Brief: Print the data that follows exactly.

--- START OF Exercise data ---

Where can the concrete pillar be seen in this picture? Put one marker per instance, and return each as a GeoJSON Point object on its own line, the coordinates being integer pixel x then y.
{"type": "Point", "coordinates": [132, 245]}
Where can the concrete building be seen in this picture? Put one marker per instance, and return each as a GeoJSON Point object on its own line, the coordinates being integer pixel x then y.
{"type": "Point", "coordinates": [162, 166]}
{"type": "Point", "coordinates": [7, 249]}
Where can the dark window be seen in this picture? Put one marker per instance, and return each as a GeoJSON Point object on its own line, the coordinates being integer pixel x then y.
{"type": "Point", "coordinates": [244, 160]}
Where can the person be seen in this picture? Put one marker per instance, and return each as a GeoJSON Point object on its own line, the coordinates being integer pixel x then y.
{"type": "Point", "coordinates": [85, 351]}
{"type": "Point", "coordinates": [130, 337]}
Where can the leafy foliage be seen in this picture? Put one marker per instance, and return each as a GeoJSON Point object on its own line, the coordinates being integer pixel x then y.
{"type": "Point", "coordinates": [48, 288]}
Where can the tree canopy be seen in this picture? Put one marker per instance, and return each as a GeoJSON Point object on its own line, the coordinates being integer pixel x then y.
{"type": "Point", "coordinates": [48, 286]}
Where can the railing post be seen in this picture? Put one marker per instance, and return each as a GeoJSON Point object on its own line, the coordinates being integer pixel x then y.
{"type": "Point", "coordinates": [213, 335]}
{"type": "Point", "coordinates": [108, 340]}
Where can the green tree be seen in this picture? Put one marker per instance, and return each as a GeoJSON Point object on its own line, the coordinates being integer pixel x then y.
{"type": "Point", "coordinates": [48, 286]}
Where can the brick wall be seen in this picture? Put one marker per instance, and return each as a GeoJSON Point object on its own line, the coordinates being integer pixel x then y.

--- END OF Exercise data ---

Output of the task:
Where can the concrete pillar be seen in this picture? Put one marker per instance, and return each as a GeoJSON Point object on its own line, the coordinates being integer pixel x then y.
{"type": "Point", "coordinates": [132, 245]}
Where can the concrete building be seen in this picture? Put one marker per instance, and return each as a GeoJSON Point object on its own line, the coordinates being integer pixel x then y.
{"type": "Point", "coordinates": [162, 166]}
{"type": "Point", "coordinates": [7, 249]}
Where can the dark window be seen in this picture? Put one marker per instance, and return each as a GeoJSON Point object on its own line, the coordinates being integer pixel x then y.
{"type": "Point", "coordinates": [244, 160]}
Where can the person be seen in this picture? Put one marker per instance, and return each as a GeoJSON Point object on its own line, the coordinates being integer pixel x then y.
{"type": "Point", "coordinates": [85, 351]}
{"type": "Point", "coordinates": [130, 337]}
Where can the leafy foliage be seen in this picture? Put one marker per instance, and return each as a GeoJSON Point object on its own line, the coordinates being integer pixel x then y.
{"type": "Point", "coordinates": [48, 288]}
Where can the tree canopy be seen in this picture? Put one marker per instance, and return each as a GeoJSON Point object on its own line, the coordinates being integer pixel x then y.
{"type": "Point", "coordinates": [48, 286]}
Where can the railing post be seen in this picture? Put one marker per instance, and return each as a GeoJSON Point object on its own line, the coordinates being integer pixel x then y.
{"type": "Point", "coordinates": [213, 335]}
{"type": "Point", "coordinates": [108, 340]}
Where can the green tree be seen in this picture? Put one marker per instance, and return each as a GeoJSON Point object on its own line, the coordinates being integer pixel x then y.
{"type": "Point", "coordinates": [48, 286]}
Where can the brick wall be seen in this picture? Put one marker per instance, and return each as a GeoJSON Point object on its own line, the coordinates being integer pixel x then y.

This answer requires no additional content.